(Point localization data)
⟨

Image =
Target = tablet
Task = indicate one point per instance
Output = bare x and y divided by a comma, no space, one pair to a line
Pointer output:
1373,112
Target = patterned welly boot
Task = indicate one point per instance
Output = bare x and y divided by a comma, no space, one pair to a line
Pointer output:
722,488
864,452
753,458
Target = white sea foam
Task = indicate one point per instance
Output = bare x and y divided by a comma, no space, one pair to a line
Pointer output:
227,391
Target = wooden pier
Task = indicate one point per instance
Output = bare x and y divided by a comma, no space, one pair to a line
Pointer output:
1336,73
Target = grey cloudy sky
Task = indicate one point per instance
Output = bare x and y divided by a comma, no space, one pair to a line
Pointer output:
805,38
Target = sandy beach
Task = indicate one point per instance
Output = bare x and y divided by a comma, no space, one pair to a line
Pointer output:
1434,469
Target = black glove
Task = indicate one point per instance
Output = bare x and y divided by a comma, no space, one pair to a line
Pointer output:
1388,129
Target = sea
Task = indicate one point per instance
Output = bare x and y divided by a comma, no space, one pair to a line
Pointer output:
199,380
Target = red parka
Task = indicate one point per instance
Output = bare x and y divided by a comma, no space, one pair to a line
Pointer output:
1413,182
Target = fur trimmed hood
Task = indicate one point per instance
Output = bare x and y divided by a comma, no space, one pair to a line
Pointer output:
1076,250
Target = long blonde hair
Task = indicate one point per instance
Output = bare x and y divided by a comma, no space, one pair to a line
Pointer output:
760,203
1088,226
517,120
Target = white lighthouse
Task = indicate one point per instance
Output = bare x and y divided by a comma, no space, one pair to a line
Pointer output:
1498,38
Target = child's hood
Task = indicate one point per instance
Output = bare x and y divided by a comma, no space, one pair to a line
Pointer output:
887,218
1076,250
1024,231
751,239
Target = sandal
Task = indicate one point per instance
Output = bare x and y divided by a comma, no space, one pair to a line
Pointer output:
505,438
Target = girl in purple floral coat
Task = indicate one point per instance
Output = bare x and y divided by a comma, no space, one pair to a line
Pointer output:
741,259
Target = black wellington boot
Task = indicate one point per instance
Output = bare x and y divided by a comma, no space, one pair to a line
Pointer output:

⟩

• PROBLEM TO SOLVE:
Transcribe the data in full, keeping every character.

• SOLUTION TO THE PROBLEM:
Image =
Target = tablet
Task = indicate one point per instance
Output = bare x and y divided by a comma, no space, one pair to a line
Pointer output:
1373,112
Target = patterned welly boot
Task = indicate one point per instance
Output = bare x and y divided by a comma, no space, one pair to a line
Pointer output:
722,488
864,452
753,458
Target = white sea foam
Task = indicate one point per instance
Output = bare x and y divided by a comma, no space, one pair to a line
Pointer output:
227,391
Target = wooden pier
Task = indicate one point per instance
Output = bare x and y divided by a comma, no space, one pair to a line
Pointer output:
1336,73
Target = grey cloudy sky
Task = indicate one point per instance
Output = bare x and y divided by a comma, no space, one pair to a line
Pointer output:
805,38
Target = sandy beach
Task = indicate one point per instance
Output = bare x and y divided by a comma, no space, one pair to a line
Pointer output:
1434,469
Target = black glove
Task = indicate one point per instance
Output = bare x and y divided by a comma, no space, one pair to a line
Pointer output:
1388,129
Target = sea
Task = indicate one point per instance
Output = bare x and y divided by a comma, no space, one pair to a line
Pointer output:
199,380
Target = red parka
Task = indicate one point per instance
Output = bare x and y divided by a comma, no space, one pair to a line
Pointer output:
1413,182
Target = fur trimmed hood
Task = indicate one point per instance
Output = bare x and y divided by a comma, no space, one pair to a line
Pointer output:
1076,250
Target = long blonde hair
Task = indicate one point per instance
Output = bare x and y divided by a comma, no space, one pair to a line
Pointer output:
760,203
1088,226
517,120
Target = white lighthouse
Task = indicate one point per instance
Output = bare x and y divided by a comma, no space, one pair to a line
Pointer output:
1498,38
Target = child's hood
Task = indicate one point per instance
Output = bare x and y divided by a comma, no space, one pair to a line
Pointer output:
887,218
1076,250
1024,231
751,239
Target = sandal
Task = indicate one point per instance
Output = bare x and y divided by a comma, no space, one pair to a line
Pointer output:
505,438
Target = girl in purple floral coat
Task = indicate one point per instance
Output = bare x and y divided by a comma, no space, one pair to a line
Pointer output:
741,259
Target = black wellington boot
Task = indicate one point per instance
Output = bare x and y divided by a comma, no space, one pair to a line
Pointer output:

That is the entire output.